- **Exercise prompt**
Render the following material again verbatim, leaving nothing out.

- **Stored items from a collection**
=====

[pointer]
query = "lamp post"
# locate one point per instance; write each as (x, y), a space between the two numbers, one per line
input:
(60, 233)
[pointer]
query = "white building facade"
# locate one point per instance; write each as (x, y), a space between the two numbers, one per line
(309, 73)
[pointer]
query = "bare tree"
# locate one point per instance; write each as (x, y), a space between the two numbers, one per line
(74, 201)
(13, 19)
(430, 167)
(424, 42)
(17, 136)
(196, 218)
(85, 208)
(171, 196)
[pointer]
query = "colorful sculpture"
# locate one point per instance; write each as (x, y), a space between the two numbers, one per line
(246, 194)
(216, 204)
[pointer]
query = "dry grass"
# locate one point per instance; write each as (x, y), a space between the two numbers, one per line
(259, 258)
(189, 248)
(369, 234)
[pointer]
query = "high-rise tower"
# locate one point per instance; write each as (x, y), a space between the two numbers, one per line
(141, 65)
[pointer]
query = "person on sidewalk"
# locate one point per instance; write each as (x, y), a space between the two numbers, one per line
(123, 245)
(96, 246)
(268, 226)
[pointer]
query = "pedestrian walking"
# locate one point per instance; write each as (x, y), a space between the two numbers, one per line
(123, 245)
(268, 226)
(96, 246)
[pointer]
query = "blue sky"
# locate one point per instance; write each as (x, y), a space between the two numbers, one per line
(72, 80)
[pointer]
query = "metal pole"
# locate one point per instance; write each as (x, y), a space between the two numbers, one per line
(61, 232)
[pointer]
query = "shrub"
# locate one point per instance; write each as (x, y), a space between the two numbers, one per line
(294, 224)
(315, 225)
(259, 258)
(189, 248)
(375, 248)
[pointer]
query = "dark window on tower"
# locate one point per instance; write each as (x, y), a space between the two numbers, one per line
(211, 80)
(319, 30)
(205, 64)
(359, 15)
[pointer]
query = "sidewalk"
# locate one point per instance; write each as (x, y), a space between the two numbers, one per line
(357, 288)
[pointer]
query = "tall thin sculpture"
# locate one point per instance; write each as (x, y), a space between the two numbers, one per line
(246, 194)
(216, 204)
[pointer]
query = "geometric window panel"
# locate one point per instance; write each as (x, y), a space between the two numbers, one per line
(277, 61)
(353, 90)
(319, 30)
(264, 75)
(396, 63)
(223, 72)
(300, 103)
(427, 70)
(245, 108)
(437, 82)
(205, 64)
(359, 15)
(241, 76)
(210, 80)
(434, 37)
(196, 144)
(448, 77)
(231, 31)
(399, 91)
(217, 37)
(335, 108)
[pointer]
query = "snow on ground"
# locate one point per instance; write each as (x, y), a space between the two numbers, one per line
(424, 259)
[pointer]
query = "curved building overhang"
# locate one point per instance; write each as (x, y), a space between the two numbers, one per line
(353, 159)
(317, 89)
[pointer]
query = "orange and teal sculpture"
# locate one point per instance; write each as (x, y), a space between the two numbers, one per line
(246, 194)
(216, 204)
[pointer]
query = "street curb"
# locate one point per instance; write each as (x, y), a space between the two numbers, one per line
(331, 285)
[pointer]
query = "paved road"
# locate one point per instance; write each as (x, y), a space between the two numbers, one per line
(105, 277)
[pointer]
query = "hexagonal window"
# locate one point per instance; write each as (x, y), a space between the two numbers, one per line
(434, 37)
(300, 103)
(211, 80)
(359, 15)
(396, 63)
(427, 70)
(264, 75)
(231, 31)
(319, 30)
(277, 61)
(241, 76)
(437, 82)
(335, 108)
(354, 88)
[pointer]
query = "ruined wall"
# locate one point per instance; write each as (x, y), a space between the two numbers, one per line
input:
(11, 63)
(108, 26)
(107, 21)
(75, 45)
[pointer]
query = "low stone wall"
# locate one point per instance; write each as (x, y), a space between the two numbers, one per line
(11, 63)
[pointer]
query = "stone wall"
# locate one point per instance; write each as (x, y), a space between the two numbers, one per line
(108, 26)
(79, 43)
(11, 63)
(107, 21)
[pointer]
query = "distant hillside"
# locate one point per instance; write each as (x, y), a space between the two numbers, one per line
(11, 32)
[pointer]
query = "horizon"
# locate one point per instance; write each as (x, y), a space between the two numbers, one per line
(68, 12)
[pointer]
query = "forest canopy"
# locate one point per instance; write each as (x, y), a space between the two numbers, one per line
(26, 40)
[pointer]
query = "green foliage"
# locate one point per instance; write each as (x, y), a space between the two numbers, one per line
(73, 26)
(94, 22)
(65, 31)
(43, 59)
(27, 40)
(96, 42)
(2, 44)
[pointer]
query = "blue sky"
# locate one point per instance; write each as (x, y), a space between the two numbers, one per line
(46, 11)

=====

- **Answer to the exercise**
[pointer]
query = "lamp post"
# locate one point per instance; write each as (x, y), a space between the two numbers, one per line
input:
(60, 233)
[pointer]
query = "white building facade"
# locate one point per instance; write each as (x, y), a space between the two numbers, one per line
(309, 73)
[pointer]
query = "bare tree"
# locate one point per instance; write each as (x, y), a space between the two numbers, one per line
(74, 201)
(13, 19)
(430, 167)
(424, 42)
(17, 136)
(196, 218)
(85, 208)
(171, 196)
[pointer]
query = "colorful sculpture"
# locate one point per instance; write each as (x, y), a space between the two numbers, one per line
(246, 194)
(216, 204)
[pointer]
query = "dry grass"
# locate one point per instance; write each as (x, y), a space between the two numbers, one per line
(259, 258)
(189, 248)
(369, 234)
[pointer]
query = "high-rise tower"
# locate one point per instance; write each as (x, y), a space between the two numbers, one per line
(141, 65)
[pointer]
query = "person on sidewalk"
# locate one point per instance; write each as (x, y), a space between the two numbers, one per line
(123, 245)
(96, 246)
(268, 226)
[pointer]
query = "pedestrian walking"
# locate one point per instance; write each as (x, y), a space between the two numbers, one per line
(123, 245)
(268, 226)
(96, 246)
[pointer]
query = "blue sky"
# locate one point per instance; write each as (x, y), a space between the two numbers, one per line
(72, 80)
[pointer]
query = "metal pole"
# locate one point per instance; write each as (x, y), a space between the two numbers, one per line
(61, 232)
[pointer]
query = "shrub"
# locate one point per instance; write each as (x, y), a space between the two numbers, one per line
(294, 224)
(315, 225)
(259, 258)
(189, 248)
(375, 248)
[pointer]
query = "dark window on tower"
# locate one point per instance; write each as (x, y), a space between the two numbers, one per line
(211, 80)
(319, 30)
(205, 64)
(359, 15)
[pointer]
query = "sidewalk"
# locate one point per instance; write each as (x, y), a space between the two numbers, one per line
(357, 288)
[pointer]
query = "tall thin sculpture"
# locate one point per instance; write each as (x, y), a space between the two numbers, one per line
(246, 194)
(216, 204)
[pointer]
query = "geometric window panel"
# locate one point per instance; write each as (x, y), a space between the two numbers, one per line
(277, 61)
(353, 90)
(319, 30)
(264, 75)
(396, 63)
(223, 72)
(300, 103)
(427, 70)
(245, 108)
(437, 82)
(205, 64)
(359, 15)
(241, 76)
(210, 80)
(434, 37)
(196, 144)
(448, 77)
(231, 31)
(399, 91)
(217, 37)
(335, 108)
[pointer]
query = "snow on ground"
# locate one point per instance; write each as (x, y), a space between the two numbers, one per line
(424, 259)
[pointer]
query = "curved building overhang"
# locate one point per instance; write each as (x, y), a space between the two numbers, one per line
(353, 159)
(317, 89)
[pointer]
query = "orange and teal sculpture"
# locate one point per instance; write each as (x, y), a space between the two numbers, one per line
(246, 194)
(216, 204)
[pointer]
query = "street curb"
# locate one point per instance; write each as (x, y), a space between the two numbers, one per line
(331, 285)
[pointer]
query = "paved road"
# locate one point per instance; write each as (x, y), a space between the two numbers, one per line
(105, 277)
[pointer]
query = "hexagonal window"
# locate one point per instance; write each as (x, y), a space between the two numbers, one per line
(434, 37)
(300, 103)
(211, 80)
(359, 15)
(396, 63)
(427, 70)
(264, 75)
(231, 31)
(319, 30)
(277, 61)
(241, 76)
(437, 82)
(335, 108)
(354, 88)
[pointer]
query = "ruined wall"
# locate one point per instance; write each as (x, y), a space between the two numbers, one per line
input:
(11, 63)
(108, 26)
(107, 21)
(75, 45)
[pointer]
query = "low stone wall"
# locate one point per instance; write each as (x, y), a space between the two numbers, one per line
(11, 63)
[pointer]
query = "stone wall"
# locate one point per instance; write each as (x, y), a space between the two numbers, one per line
(108, 26)
(79, 43)
(11, 63)
(107, 21)
[pointer]
query = "distant hillside"
# locate one point per instance; write each as (x, y), a space between the two numbers, one per line
(11, 32)
[pointer]
query = "horizon"
# locate one point per instance; write each as (x, y), a space between the two numbers, one per line
(68, 12)
[pointer]
query = "forest canopy"
# locate one point per instance; write each as (x, y), a space between the two numbers, one per line
(26, 40)
[pointer]
query = "green foliage"
# locate one point per instance; write each as (x, y), a space between the two numbers, one per line
(73, 26)
(94, 22)
(65, 31)
(43, 59)
(27, 40)
(96, 42)
(2, 44)
[pointer]
query = "blue sky"
# locate one point per instance; write each as (x, y), a space between the two numbers, one per line
(46, 11)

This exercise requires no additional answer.